I.  FINDINGS OF FACT

 

1.         Complainant is the Commissioner (“Complainant”) of the Indiana Department of Environmental Management, a department of the State of Indiana created by IC 13-13-1-1.

 

2.         Respondent is A.K. Industries, Inc. ("Respondent"), which operates the facility with U.S. EPA ID No. IND 984866186, located at 2055 Pidco Drive, in Plymouth, Marshall County, Indiana (“Site”).

 

3.         The Indiana Department of Environmental Management (“IDEM”) has jurisdiction over the parties and the subject matter of this action.

 

4.         Pursuant to IC 13-30-3-3,  IDEM issued a Notice of Violation on February 17, 2004, via Certified Mail, to:

 

John S. Sabo, President

Thomas J. Hall, Registered Agent for

A.K. Industries, Inc.

A.K. Industries, Inc.

P.O. Box 640

212 E. Lasalle Ave., Ste. 100

Plymouth, IN  46563

South Bend, IN  46617

 

5.         Respondent originally notified the U.S. EPA of Large Quantity Generator activities on July 5, 1988.  On February 27, 2003, Respondent informed IDEM on a Handler Update Form that it was operating as a Small Quantity Generator.  Respondent manufactures fiberglass wastewater tanks.

 

6.         An inspection on August 27 and September 3, 2003, was conducted at the Site by  representatives of IDEM’s Office of Land Quality (“OLQ”).  Although Respondent had notified IDEM on February 27, 2003 that it was operating as a Small Quantity Generator, the inspection revealed that Respondent was actually operating as a Large Quantity Generator.  The following violations were in existence or observed at the time of this inspection:

 

A.        Pursuant to 40 CFR 262.11, a person who generates a solid waste must determine if that waste is hazardous.  Respondent did not make hazardous waste determinations on 10 containers of waste, including seven 55-gallon drums of unknown waste in the acetone room, two 5-gallon containers of acetone in the acetone room, and one 30-gallon container in the former Area 1 Gel Booth.  Additionally, Respondent did not make a proper hazardous waste determination on the resin waste stream, which was treated on-site.

 

B.         Pursuant to 40 CFR 262.34(a)(2), a generator may accumulate hazardous waste on-site for 90 days or less without a permit, provided that the date when the accumulation begins is clearly marked and visible for inspection on each container.  Respondent did not label containers with accumulation start dates.  Twelve 55-gallon drums of waste acetone in the Waste Storage Building had not been provided with start of accumulation dates.

_Data records_

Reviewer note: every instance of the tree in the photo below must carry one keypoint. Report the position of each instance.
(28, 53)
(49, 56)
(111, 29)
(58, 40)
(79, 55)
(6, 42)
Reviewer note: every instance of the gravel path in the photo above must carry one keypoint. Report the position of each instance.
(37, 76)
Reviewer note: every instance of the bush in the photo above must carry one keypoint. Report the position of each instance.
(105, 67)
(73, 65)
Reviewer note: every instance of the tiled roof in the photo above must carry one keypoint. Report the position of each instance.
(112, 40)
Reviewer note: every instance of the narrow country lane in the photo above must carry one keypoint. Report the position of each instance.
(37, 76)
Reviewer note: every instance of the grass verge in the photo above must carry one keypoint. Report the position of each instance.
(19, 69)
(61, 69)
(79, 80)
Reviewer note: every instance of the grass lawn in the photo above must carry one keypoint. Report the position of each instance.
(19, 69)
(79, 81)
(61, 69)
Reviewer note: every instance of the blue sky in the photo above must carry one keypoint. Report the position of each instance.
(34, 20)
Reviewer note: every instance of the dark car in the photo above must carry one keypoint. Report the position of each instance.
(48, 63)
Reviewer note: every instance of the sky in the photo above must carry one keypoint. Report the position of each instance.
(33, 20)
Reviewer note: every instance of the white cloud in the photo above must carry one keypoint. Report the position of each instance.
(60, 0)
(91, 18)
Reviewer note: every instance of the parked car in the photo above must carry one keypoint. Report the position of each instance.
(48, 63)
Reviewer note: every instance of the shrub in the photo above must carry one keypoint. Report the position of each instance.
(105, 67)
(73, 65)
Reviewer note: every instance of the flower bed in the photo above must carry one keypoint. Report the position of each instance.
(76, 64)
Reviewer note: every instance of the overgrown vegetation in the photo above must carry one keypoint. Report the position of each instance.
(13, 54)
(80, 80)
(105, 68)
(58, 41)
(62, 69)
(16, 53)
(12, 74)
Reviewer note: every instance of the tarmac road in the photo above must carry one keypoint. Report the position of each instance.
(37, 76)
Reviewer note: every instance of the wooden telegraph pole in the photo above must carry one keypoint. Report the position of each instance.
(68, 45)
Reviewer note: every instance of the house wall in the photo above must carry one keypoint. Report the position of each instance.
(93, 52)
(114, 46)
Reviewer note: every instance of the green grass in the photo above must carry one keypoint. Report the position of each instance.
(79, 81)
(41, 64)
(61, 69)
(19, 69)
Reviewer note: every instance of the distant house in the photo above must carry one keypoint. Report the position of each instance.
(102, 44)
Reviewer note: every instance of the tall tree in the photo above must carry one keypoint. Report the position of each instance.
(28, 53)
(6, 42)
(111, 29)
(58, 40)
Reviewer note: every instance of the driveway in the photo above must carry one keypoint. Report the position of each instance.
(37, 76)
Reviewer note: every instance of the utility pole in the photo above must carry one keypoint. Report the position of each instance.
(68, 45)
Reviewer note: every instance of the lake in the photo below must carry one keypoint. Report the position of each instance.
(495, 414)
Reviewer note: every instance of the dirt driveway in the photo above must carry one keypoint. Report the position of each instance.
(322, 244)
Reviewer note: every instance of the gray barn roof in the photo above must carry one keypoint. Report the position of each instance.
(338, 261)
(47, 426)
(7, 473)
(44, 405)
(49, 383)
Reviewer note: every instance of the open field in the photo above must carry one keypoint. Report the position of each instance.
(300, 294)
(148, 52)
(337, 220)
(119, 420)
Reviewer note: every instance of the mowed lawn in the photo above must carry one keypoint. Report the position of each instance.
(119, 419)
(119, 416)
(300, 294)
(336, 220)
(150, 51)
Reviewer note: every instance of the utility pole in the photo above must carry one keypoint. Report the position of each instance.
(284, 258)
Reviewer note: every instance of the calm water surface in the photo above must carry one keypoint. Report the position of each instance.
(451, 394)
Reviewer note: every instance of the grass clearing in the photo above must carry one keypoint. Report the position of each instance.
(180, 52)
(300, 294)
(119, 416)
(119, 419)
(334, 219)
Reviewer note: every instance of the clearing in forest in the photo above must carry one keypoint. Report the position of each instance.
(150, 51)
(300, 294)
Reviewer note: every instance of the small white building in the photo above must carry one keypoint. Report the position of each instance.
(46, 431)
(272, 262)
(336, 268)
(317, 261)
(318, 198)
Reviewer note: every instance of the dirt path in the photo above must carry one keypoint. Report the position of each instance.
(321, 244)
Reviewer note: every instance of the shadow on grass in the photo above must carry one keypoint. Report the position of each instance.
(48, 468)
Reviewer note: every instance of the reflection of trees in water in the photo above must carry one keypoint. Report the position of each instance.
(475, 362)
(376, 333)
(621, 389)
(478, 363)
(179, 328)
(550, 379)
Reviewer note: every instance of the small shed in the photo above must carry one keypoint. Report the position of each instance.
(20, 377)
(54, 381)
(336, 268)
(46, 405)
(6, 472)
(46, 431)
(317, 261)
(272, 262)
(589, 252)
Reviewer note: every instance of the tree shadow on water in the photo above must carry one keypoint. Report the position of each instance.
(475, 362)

_Tasks to complete_
A – According to the findings of fact, what does A.K. Industries, Inc. manufacture?
B – Resume the findings of fact on A.K. Industries, Inc., starting right after the last sentence shown.

_Answers for the exercise_
A – Fiberglass wastewater tanks.

B –
 

C.        Pursuant to 40 CFR 262.34(a)(3), a generator may accumulate hazardous waste on-site for 90 days or less without a permit, provided that containers are marked with the words "Hazardous Waste."  Respondent did not label containers with the words "Hazardous Waste." Twelve 55-gallon drums of waste acetone in the Waste Storage Building had not been marked with the words "Hazardous Waste." 

 

D.        Pursuant to 40 CFR 262.34(c)(1)(ii), a generator may accumulate as much as 55 gallons of hazardous waste at or near the point of generation without a permit and without complying with 40 CFR 262.34(a), provided that the containers are marked with either the words "Hazardous Waste" or with other words describing the contents.  Respondent did not properly label satellite accumulation containers.  One 20-gallon container of waste resin, located in the Resin Pump Room, and one 55-gallon container of waste acetone, located in the Waste Acetone Building, had not been marked with the words "Hazardous Waste."

 

E.         Pursuant to 40 CFR 262.34(a)(1)(i) and 40 CFR 262.34(c)(1)(i) referencing 40 CFR 265.173(a), a container holding hazardous waste must always be closed during storage, unless necessary to add or remove waste.  Respondent did not store seven containers of hazardous waste, located in both 90-day accumulation areas and satellite accumulation areas, closed.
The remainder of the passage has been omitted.